- _Source passage_:
■ ■ ■ ■ ■
Friends, I told you it would happen… eventually. I just didn’t think it would be so soon. Within two days of putting up all my lovingly crafted Halloween decorations and props, I got jacked. The thieves made of with my best homemade headstone, a 4ft tall one with the nondescript “R.I.P.” carved into it, as well as the $10 “skeleton” thing which was jutting from the earth at its foot. They also tried to steal last year’s crown jewel, the not-cheap-at-all to make “coffin popper.” In their efforts, they detached all the various air hoses and AC wiring to the coffin, and I’m assuming only left it when they realized it weighs well over 100lbs.
Let me just take this time to emphasize just how much I hate getting things stolen from me. For reasons (explained here in detail), being the victim of a pilferer evokes a deep-seeded feeling of violation in me. I get altogether furious and nervous as my brain starts instantly wishing I’d caught the sticky-fingered bastards in the act, I get put off thinking of these ill-willed punks slinking around my house touching my things and all right under my nose as I sleep. I curse the gonads these bandits must have to take the time to step onto my porch and unhook my air hoses, to trace wiring with their fingers to find a plug in the dark and unplug it (if only my extremely unsafe for outdoors 120V wiring would’ve shocked the dicks). I hate the brazenness I imagine them having, and a good bit of that hates stems from the fact that I know for a fact I once possessed the exact same brazenness when committing my teenage deeds.
■ ■ ■ ■ ■
- _To-do list_:
(A) In the post about the stolen Halloween decorations, why does the writer think the thieves left the coffin popper behind? Answer in one to three sentences.
(B) Resume the post about the stolen Halloween decorations, picking up after its last sentence.
The data that comes next has no connection to the text.

(Photo labels with bounding boxes)
■ ■ ■ ■ ■
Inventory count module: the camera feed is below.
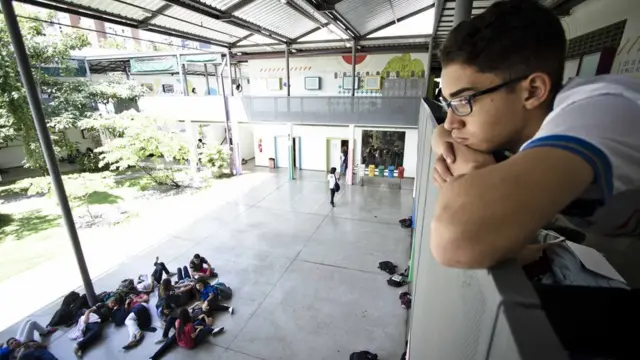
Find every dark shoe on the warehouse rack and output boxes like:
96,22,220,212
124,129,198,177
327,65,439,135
41,328,58,336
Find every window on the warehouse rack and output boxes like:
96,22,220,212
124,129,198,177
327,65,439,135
360,130,406,169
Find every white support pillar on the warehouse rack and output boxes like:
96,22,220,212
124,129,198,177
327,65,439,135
287,123,295,180
184,120,198,176
347,125,356,185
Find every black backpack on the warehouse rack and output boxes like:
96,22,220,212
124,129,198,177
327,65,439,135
378,261,398,275
349,350,378,360
213,282,233,300
387,275,407,287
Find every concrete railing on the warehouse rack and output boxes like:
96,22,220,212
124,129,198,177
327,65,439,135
409,100,567,360
138,96,421,128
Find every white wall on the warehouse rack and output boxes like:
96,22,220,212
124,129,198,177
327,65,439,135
245,53,427,96
0,129,96,169
239,124,256,160
562,0,640,77
354,127,418,178
293,125,349,171
251,124,288,166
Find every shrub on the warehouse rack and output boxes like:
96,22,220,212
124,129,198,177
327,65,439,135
199,146,229,178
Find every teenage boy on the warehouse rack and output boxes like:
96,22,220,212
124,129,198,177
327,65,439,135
430,0,640,359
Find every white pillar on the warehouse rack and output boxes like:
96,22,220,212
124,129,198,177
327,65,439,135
184,120,198,175
347,125,356,185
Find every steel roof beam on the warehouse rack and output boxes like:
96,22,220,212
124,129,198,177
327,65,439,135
164,0,291,44
15,0,229,48
224,0,256,14
362,3,435,38
141,3,173,24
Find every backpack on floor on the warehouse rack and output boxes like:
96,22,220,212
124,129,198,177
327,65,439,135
378,261,398,275
387,275,407,287
213,282,233,300
349,351,378,360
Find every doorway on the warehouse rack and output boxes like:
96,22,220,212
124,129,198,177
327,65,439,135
327,138,349,171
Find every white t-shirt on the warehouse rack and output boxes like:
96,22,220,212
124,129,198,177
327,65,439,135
520,75,640,232
327,174,336,189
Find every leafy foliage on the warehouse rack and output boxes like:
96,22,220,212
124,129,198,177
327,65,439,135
199,145,229,177
82,110,189,187
0,8,147,173
0,7,90,171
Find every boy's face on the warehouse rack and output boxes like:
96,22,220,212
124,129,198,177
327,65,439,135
438,64,527,152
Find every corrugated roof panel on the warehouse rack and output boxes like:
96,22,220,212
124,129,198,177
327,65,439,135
290,0,327,24
58,0,164,20
367,9,436,39
336,0,433,34
234,0,316,38
151,6,249,43
197,0,240,10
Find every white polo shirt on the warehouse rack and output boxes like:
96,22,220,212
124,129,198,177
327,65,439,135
520,75,640,233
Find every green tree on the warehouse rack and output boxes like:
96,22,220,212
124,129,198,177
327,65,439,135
0,9,90,173
81,110,189,187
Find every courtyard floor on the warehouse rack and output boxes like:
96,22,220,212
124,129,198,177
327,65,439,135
0,169,412,360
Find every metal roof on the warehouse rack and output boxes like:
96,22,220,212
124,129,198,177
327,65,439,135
16,0,440,57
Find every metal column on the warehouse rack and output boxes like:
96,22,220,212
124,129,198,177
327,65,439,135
220,53,235,175
453,0,473,26
213,65,222,95
180,64,191,96
0,0,96,306
204,64,211,95
226,50,234,96
284,43,291,96
351,40,358,96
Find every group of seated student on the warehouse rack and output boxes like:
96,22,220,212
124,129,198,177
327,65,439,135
0,319,58,360
0,254,233,360
429,0,640,359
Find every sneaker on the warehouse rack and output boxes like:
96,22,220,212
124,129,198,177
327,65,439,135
42,328,58,336
73,345,82,359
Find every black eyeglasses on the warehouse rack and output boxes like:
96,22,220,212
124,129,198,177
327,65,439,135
440,75,529,116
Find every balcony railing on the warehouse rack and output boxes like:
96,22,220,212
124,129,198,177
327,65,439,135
409,100,567,360
139,96,421,128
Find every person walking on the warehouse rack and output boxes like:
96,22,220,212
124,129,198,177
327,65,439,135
327,167,340,207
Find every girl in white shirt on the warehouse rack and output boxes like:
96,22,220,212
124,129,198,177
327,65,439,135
327,167,337,207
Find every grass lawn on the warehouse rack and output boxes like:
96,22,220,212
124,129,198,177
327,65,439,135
0,172,212,282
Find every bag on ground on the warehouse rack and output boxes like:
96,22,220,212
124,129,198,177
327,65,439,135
349,350,378,360
213,282,233,300
387,275,407,287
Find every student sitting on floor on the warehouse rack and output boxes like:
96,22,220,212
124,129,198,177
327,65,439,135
151,256,175,284
107,296,155,350
0,319,58,360
69,304,104,359
189,254,218,279
150,309,224,360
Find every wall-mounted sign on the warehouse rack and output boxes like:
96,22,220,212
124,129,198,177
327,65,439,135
364,76,382,90
342,76,360,90
304,76,321,90
129,56,178,74
267,78,282,91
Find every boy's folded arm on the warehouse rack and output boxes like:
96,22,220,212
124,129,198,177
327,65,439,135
431,147,594,268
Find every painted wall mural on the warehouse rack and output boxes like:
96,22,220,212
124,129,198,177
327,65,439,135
334,53,425,96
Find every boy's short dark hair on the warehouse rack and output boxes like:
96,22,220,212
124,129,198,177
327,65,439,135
440,0,567,97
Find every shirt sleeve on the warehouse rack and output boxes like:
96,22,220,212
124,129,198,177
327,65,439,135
521,95,640,199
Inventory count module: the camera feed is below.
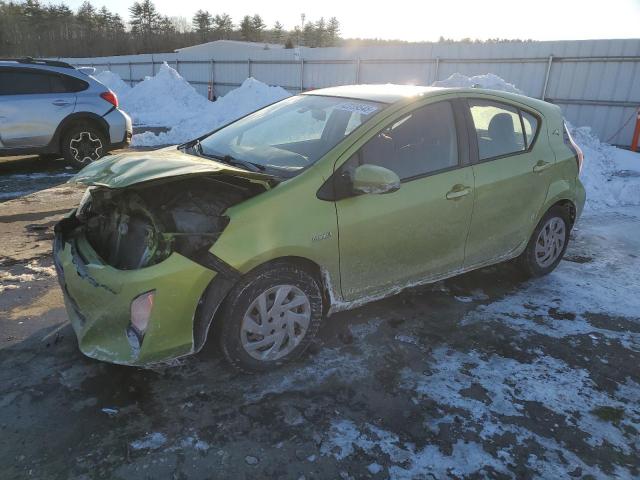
■ ■ ■ ■ ■
- _Task-by-task results_:
(A) The writer assumes the thieves gave up on the coffin popper once they realized it weighs well over 100 lbs. They had already detached its air hoses and AC wiring while trying to take it.

(B)
In fact, this morning I found myself nearly simultaneously thinking, “What gives kids the idea that they can do this kinda thing?” and, “Oh… that’s right, I know exactly what gives them that idea…” Stupid me, getting karmic repayment for the evils of my own youth. And the worst part is, if I was the God of Paybacks sitting up on my cloud on high, stealing a tombstone would only be the tip of the iceberg for me. Sharaun suggested I make a list, like Earl, and start making right the transgressions of my past – and perhaps I’d be spared any more vandalism or theft. Yeah, I doubt it…
Anyway, as if I haven’t written enough about it now… I’m not going to lie, I wrote the preceding paragraphs in the early morning hours just after discovering I’d been jacked. Writing is my catharsis. I was so angry, even angrier at the thought of them actually making good on their attempts to liberate me of the coffin prop. Had I woken up to that missing, I think I may have cried – so much time and effort (not to mention money) went into it. Losing that coffin may have drained my Halloween spirit, I have so much pride wrapped up in those silly props… I’m not sure I’d even be motivated to finish this year’s… sick in my belly, sick in my belly…
Let’s move on though, I guy can only fester so long.
When I saw an article linked on MeFi the other day about “the death of cursive” (apparently, only 15% of kids wrote their 2006 SAT essays in cursive) and noticed it had a whopping 90 comments, I clicked to see what other people were saying. Before I read the comments, I took mental not of my own opinion: who cares, cursive is dumb anyway. Right then, turns out I wasn’t the only one who sees little need to defend cursive as an art. I was just talking about this the other day with friends, how I haven’t written in cursive since gradeshcool when I was actually learning to write in cursive. I print everything, even my signature is some flowing block print rather than script. Cursive… please… that’s what fonts are for.
Know who’s pretty? Girls.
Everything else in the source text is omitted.